(Point annotation records)
** start **

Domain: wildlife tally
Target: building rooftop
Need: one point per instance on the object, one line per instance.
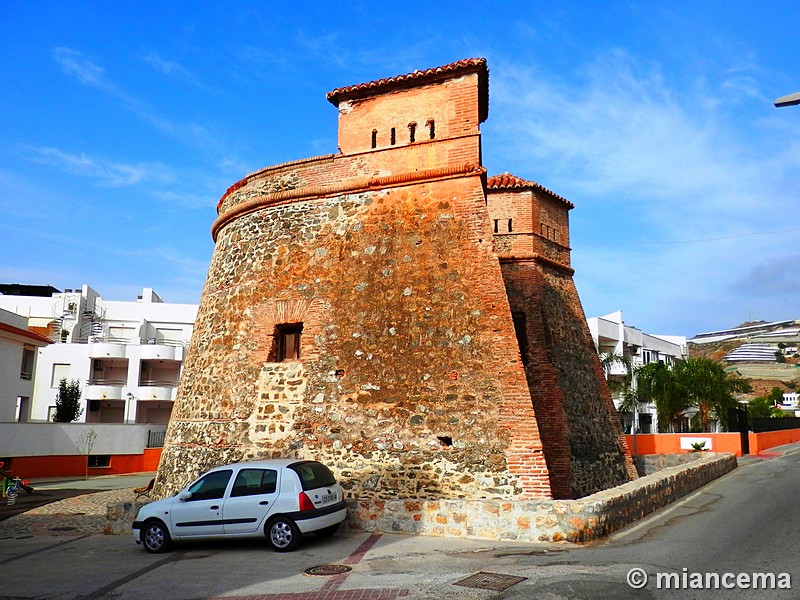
(506, 181)
(417, 78)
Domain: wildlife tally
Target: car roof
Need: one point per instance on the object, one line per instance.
(274, 463)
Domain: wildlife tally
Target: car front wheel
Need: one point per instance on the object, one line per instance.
(155, 537)
(282, 534)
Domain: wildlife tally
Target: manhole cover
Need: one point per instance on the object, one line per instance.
(328, 570)
(490, 581)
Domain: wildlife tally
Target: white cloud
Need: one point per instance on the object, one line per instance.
(105, 173)
(676, 196)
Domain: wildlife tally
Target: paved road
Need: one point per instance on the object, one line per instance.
(744, 522)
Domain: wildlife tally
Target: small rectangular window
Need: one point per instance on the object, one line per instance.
(288, 340)
(60, 371)
(99, 460)
(521, 331)
(26, 371)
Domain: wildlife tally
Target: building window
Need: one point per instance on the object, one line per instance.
(287, 337)
(521, 331)
(59, 372)
(99, 461)
(26, 371)
(431, 128)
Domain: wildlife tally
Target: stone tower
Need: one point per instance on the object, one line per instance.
(368, 309)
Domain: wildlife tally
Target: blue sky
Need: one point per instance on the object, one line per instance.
(124, 123)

** end **

Problem to work on: Pictures don't belong in the copy. Transcribe every record exactly as it appears.

Written answer:
Domain: wildlife tally
Target: building rooftop
Need: one point per instance on the object, one line per instance.
(506, 181)
(417, 78)
Domain: wildlife tally
Target: car roof
Need: one point per instance on the object, one line per instance.
(274, 463)
Domain: wildlife tally
Target: car front wheel
Need: one point per instance on the object, one line per instance.
(155, 537)
(282, 534)
Domain: wildlife tally
Target: manhole cover
Need: one point per instance on the object, one line per instance.
(328, 570)
(490, 581)
Domain: wildlife tally
Target: white cloud
Need: one point per instance on the object, one line per instance.
(105, 173)
(676, 196)
Domain: wildlife tally
Target: paved road
Need: one point per instance on the object, one line per instance.
(744, 522)
Domain: wildlife tally
Target: small rectangular window
Need: one point per instance on the object, one line per instance.
(288, 340)
(60, 371)
(99, 460)
(521, 331)
(26, 371)
Domain: wildlife tally
Target: building window
Need: one point per instance on the object, one line per instance.
(287, 337)
(521, 331)
(59, 372)
(99, 461)
(26, 371)
(431, 128)
Domain: wildlife tally
Target: stone tower
Need: one point per instance on the object, one line per instance.
(368, 309)
Domain: wildlife tally
Target: blue sky
Need: one point per instance on the object, one line per instance.
(124, 123)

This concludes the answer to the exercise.